> AIM OF THE TASK
Recast the material below as a Markdown table with two columns, Row and Line, giving each line its own numbered row and leaving out blank lines.

> MATERIAL FOR THIS TASK
+ + + +
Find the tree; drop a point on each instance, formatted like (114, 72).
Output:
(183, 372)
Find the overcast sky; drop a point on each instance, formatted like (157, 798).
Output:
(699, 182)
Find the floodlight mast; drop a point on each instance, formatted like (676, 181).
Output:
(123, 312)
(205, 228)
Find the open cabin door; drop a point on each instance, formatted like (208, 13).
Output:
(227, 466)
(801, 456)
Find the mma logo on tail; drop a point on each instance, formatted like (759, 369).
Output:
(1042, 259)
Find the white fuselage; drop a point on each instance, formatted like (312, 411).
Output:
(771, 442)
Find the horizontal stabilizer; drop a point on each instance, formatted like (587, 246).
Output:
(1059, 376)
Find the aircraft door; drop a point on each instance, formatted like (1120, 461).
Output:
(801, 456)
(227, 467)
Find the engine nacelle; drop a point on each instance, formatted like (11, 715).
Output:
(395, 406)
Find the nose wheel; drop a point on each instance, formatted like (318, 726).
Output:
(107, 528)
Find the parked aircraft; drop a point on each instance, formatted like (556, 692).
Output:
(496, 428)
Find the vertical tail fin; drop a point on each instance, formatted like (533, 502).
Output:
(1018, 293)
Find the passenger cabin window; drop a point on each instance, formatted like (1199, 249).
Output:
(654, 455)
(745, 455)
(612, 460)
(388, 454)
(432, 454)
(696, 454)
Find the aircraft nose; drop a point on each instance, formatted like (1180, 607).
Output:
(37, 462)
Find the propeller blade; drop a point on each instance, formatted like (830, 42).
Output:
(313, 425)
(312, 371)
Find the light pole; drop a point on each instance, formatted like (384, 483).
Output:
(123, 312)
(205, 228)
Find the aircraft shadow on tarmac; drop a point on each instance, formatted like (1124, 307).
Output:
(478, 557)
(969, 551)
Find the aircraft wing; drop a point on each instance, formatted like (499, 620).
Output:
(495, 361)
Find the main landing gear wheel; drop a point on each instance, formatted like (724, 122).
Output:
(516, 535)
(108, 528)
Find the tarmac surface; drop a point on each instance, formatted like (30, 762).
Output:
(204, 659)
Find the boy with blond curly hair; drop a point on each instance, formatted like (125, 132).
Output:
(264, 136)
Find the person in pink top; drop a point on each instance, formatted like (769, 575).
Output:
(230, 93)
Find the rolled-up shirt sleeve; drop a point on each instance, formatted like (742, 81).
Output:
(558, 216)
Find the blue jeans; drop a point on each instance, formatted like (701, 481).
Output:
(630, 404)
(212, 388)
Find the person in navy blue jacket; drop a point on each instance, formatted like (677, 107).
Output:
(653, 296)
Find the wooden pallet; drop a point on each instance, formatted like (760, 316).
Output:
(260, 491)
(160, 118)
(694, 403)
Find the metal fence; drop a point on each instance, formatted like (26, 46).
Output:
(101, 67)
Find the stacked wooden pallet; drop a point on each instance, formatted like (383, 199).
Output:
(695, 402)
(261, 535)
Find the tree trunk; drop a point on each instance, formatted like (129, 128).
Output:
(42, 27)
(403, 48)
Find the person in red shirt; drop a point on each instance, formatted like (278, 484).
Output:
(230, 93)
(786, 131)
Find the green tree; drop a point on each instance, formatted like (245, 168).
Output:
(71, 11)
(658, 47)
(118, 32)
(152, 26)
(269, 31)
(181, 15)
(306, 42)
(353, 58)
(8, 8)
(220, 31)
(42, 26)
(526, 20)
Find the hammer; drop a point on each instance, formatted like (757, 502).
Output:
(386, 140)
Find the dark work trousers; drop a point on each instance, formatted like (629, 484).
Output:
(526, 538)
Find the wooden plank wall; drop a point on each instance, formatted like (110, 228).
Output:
+ + + +
> TASK OUTPUT
| Row | Line |
|---|---|
| 1 | Find the tree; drop a point on each instance, formatted like (114, 72). |
| 2 | Output: |
| 3 | (183, 372) |
| 4 | Find the overcast sky; drop a point on each instance, formatted like (157, 798). |
| 5 | Output: |
| 6 | (699, 182) |
| 7 | Find the floodlight mast; drop a point on each instance, formatted like (676, 181). |
| 8 | Output: |
| 9 | (123, 312) |
| 10 | (205, 228) |
| 11 | Find the open cabin door; drop a point on each instance, formatted like (208, 13). |
| 12 | Output: |
| 13 | (227, 466) |
| 14 | (801, 456) |
| 15 | Find the mma logo on tail; drop a point on each instance, formatted like (759, 369). |
| 16 | Output: |
| 17 | (1042, 259) |
| 18 | Find the white fuselage; drop a point on each instance, formatted like (312, 411). |
| 19 | Output: |
| 20 | (771, 442) |
| 21 | Find the horizontal stabilizer; drop a point on each instance, formatted like (587, 246). |
| 22 | Output: |
| 23 | (1059, 376) |
| 24 | Find the aircraft door; drop a point on each instance, formatted like (1120, 461). |
| 25 | Output: |
| 26 | (801, 456) |
| 27 | (227, 467) |
| 28 | Find the engine nacelle; drop a point on each instance, formatted like (11, 715). |
| 29 | Output: |
| 30 | (395, 406) |
| 31 | Find the nose wheel; drop a point on each instance, formatted like (318, 726). |
| 32 | Output: |
| 33 | (107, 528) |
| 34 | Find the parked aircraft; drop a point on each instance, formatted like (556, 692). |
| 35 | Output: |
| 36 | (496, 428) |
| 37 | Find the vertical tail fin; drop a point on each instance, formatted like (533, 502). |
| 38 | Output: |
| 39 | (1018, 293) |
| 40 | Find the passenger cabin window; drop a point on each instance, formatted like (1199, 249). |
| 41 | Output: |
| 42 | (654, 455) |
| 43 | (745, 455) |
| 44 | (612, 460) |
| 45 | (388, 454) |
| 46 | (432, 454) |
| 47 | (696, 454) |
| 48 | Find the aircraft nose; drop a point on each instance, formatted like (1180, 607). |
| 49 | Output: |
| 50 | (37, 462) |
| 51 | Find the propeller blade; drop a point on each instance, formatted like (830, 42). |
| 52 | Output: |
| 53 | (313, 425) |
| 54 | (312, 371) |
| 55 | Find the light pole; drop a point on each instance, formatted like (384, 483). |
| 56 | Output: |
| 57 | (123, 312) |
| 58 | (205, 228) |
| 59 | Find the aircraft shadow on tarmac; drop a point on each instance, formatted like (1124, 307). |
| 60 | Output: |
| 61 | (478, 557) |
| 62 | (969, 551) |
| 63 | Find the aircraft wing; drop a point on each instance, formatted like (499, 620). |
| 64 | Output: |
| 65 | (495, 361) |
| 66 | Find the main landing gear wheel; drop a point on each instance, formatted like (724, 122). |
| 67 | Output: |
| 68 | (516, 535) |
| 69 | (108, 528) |
| 70 | Find the tarmac surface; drop a point on each instance, formatted like (30, 762). |
| 71 | Output: |
| 72 | (204, 659) |
| 73 | Find the boy with blond curly hair; drop a point on each instance, formatted like (125, 132). |
| 74 | Output: |
| 75 | (264, 136) |
| 76 | Find the person in pink top; drop a point on each instance, formatted like (769, 575). |
| 77 | Output: |
| 78 | (230, 93) |
| 79 | Find the rolled-up shirt sleeve; drop a point on each instance, formatted like (742, 81). |
| 80 | Output: |
| 81 | (558, 216) |
| 82 | Find the blue jeans; drop a point on each instance, formatted like (701, 481). |
| 83 | Output: |
| 84 | (630, 404) |
| 85 | (212, 388) |
| 86 | Find the person in navy blue jacket; drop a point on each instance, formatted like (677, 107). |
| 87 | Output: |
| 88 | (653, 296) |
| 89 | Find the wooden pallet; drop a point on each instance, formatted like (760, 316). |
| 90 | Output: |
| 91 | (260, 491) |
| 92 | (160, 118) |
| 93 | (694, 403) |
| 94 | Find the metal fence; drop a point on each instance, formatted like (26, 46). |
| 95 | Output: |
| 96 | (101, 67) |
| 97 | Find the stacked wooden pallet; drop a point on each instance, formatted like (383, 199). |
| 98 | Output: |
| 99 | (695, 402) |
| 100 | (261, 535) |
| 101 | Find the tree trunk; drop a point on each instance, formatted like (129, 128). |
| 102 | Output: |
| 103 | (42, 27) |
| 104 | (403, 48) |
| 105 | Find the person in red shirt; drop a point on each instance, formatted like (278, 484). |
| 106 | Output: |
| 107 | (230, 93) |
| 108 | (786, 131) |
| 109 | Find the green tree; drop a point on each instance, formatted like (245, 168). |
| 110 | Output: |
| 111 | (71, 11) |
| 112 | (658, 47) |
| 113 | (118, 32) |
| 114 | (152, 26) |
| 115 | (269, 31) |
| 116 | (181, 15) |
| 117 | (306, 42) |
| 118 | (353, 58) |
| 119 | (8, 8) |
| 120 | (220, 31) |
| 121 | (42, 26) |
| 122 | (526, 20) |
| 123 | Find the hammer; drop a point on each instance, formatted like (757, 502). |
| 124 | Output: |
| 125 | (386, 140) |
| 126 | Find the dark work trousers; drop a point on each instance, formatted like (629, 484). |
| 127 | Output: |
| 128 | (526, 538) |
| 129 | Find the wooden plank wall; drop a point on each instance, formatted like (110, 228). |
| 130 | Output: |